# Exercise instructions:
Could you rewrite the whole listing below, changing every "Tag" to "Mark" and leaving everything else untouched?

# Data excerpts:
--*--

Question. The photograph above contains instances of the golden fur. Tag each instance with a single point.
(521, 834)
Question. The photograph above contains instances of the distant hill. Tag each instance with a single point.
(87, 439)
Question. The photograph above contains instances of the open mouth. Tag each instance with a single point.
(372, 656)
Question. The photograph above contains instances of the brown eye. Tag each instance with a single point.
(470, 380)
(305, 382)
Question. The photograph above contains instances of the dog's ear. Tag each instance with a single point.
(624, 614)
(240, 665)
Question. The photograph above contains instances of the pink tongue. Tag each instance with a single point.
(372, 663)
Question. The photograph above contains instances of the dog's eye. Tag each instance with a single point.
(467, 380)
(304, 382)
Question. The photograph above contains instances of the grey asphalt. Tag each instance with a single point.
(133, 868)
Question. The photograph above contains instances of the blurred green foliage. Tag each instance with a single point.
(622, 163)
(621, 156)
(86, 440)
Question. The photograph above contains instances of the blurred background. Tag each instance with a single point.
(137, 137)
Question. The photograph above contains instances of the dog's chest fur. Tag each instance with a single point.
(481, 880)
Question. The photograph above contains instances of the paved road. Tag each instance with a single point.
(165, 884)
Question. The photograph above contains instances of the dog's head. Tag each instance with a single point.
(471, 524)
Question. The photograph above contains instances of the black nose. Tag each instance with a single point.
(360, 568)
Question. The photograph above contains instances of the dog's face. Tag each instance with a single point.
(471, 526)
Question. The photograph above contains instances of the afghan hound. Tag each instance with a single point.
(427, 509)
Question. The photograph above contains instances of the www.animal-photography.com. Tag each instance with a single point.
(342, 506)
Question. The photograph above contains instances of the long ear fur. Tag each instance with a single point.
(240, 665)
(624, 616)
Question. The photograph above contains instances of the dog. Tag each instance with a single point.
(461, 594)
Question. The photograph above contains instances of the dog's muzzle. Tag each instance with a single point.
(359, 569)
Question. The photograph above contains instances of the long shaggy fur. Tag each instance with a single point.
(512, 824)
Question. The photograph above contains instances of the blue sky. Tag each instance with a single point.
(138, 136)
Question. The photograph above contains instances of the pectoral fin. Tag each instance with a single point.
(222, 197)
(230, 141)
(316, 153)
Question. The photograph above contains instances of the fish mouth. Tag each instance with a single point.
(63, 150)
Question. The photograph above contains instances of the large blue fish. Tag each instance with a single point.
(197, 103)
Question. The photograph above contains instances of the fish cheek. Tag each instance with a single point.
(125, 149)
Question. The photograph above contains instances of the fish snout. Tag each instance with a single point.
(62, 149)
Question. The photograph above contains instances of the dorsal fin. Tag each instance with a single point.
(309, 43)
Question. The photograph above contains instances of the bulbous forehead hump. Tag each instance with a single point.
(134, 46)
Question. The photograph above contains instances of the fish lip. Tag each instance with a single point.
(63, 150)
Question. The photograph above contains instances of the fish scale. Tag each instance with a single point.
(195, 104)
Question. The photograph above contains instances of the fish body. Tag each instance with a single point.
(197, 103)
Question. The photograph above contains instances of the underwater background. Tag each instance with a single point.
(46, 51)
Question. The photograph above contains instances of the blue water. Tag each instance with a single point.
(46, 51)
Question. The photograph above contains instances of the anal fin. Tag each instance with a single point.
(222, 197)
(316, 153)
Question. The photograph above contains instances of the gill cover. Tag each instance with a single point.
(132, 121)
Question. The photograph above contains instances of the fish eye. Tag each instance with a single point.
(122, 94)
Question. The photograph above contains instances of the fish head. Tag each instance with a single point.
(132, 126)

--*--

# The result:
Question. The photograph above contains instances of the golden fur. Mark each instance with a single point.
(521, 834)
Question. The photograph above contains instances of the distant hill. Mark each instance with a single point.
(87, 439)
Question. The photograph above contains instances of the open mouth. Mark each instance with a single point.
(372, 656)
Question. The photograph above contains instances of the brown eye. Mark each instance with a single point.
(470, 380)
(305, 382)
Question. The photograph above contains instances of the dog's ear. Mark each instance with a single point.
(624, 614)
(240, 665)
Question. The photograph above contains instances of the pink tongue. Mark each instance with a single point.
(372, 663)
Question. The photograph above contains instances of the dog's eye. Mark each instance with a single point.
(467, 380)
(304, 382)
Question. The photograph above contains instances of the grey asphalt. Mark each instance with a single point.
(133, 868)
Question. The photograph above contains instances of the blurred green foliage. Mark each instance with a single point.
(622, 163)
(621, 156)
(86, 440)
Question. The photograph above contains instances of the blurred background. Mark each instance with a single point.
(137, 137)
Question. The photograph above contains instances of the dog's chest fur. Mark each instance with a single point.
(481, 880)
Question. The photograph above contains instances of the paved road. Mark each instance with a single point.
(165, 884)
Question. The photograph above contains instances of the dog's head. Mark each instance with a single point.
(471, 524)
Question. The photograph above contains instances of the black nose. Mark each instance with a single point.
(360, 568)
Question. The photograph above contains instances of the dog's face. Mark each instance with a single point.
(471, 526)
Question. The photograph above contains instances of the afghan hound. Mark each instance with a single point.
(427, 509)
Question. The photograph above contains instances of the www.animal-photography.com. Mark each instance with a single point.
(342, 506)
Question. The photograph above contains instances of the long ear fur. Mark each instance with a single point.
(240, 665)
(624, 616)
Question. The photograph above contains instances of the dog. Mark each instance with a single point.
(461, 594)
Question. The photograph above contains instances of the dog's muzzle. Mark each instance with a single point.
(359, 569)
Question. The photograph above contains instances of the long shaggy fur. Mark each instance with a single point.
(512, 824)
Question. The photograph above contains instances of the blue sky. Mark each instance with a single point.
(138, 136)
Question. The photograph above contains instances of the pectoral fin. Mark each instance with a single point.
(222, 197)
(230, 141)
(316, 153)
Question. The photograph above contains instances of the fish mouth. Mark each instance with a single point.
(63, 150)
Question. The photograph above contains instances of the large blue fish. Mark each instance with a single point.
(197, 103)
Question. The photograph above contains instances of the fish cheek. Mark each instance with a single point.
(125, 149)
Question. The photograph above contains instances of the fish snout. Mark each instance with a single point.
(62, 149)
Question. The photograph above contains instances of the dorsal fin. Mark each instance with a single point.
(309, 43)
Question. The photograph above contains instances of the bulbous forehead hump. Mark each instance with a single point.
(134, 46)
Question. The photograph above contains instances of the fish lip. Mark each instance with a single point.
(63, 150)
Question. The photograph above contains instances of the fish scale. Mark each instance with a single point.
(195, 104)
Question. The photograph above contains instances of the fish body. Mark each instance with a single point.
(197, 103)
Question. The photograph above contains instances of the underwater background. Mark each instance with a single point.
(46, 51)
Question. The photograph above contains instances of the blue water. Mark each instance with a single point.
(46, 51)
Question. The photograph above contains instances of the anal fin. Mark each instance with a single point.
(222, 197)
(316, 153)
Question. The photograph above contains instances of the gill cover. Mark each instance with a single point.
(132, 121)
Question. The photograph above contains instances of the fish eye. Mark each instance with a single point.
(122, 94)
Question. The photograph above contains instances of the fish head. Mark each instance with a single point.
(132, 126)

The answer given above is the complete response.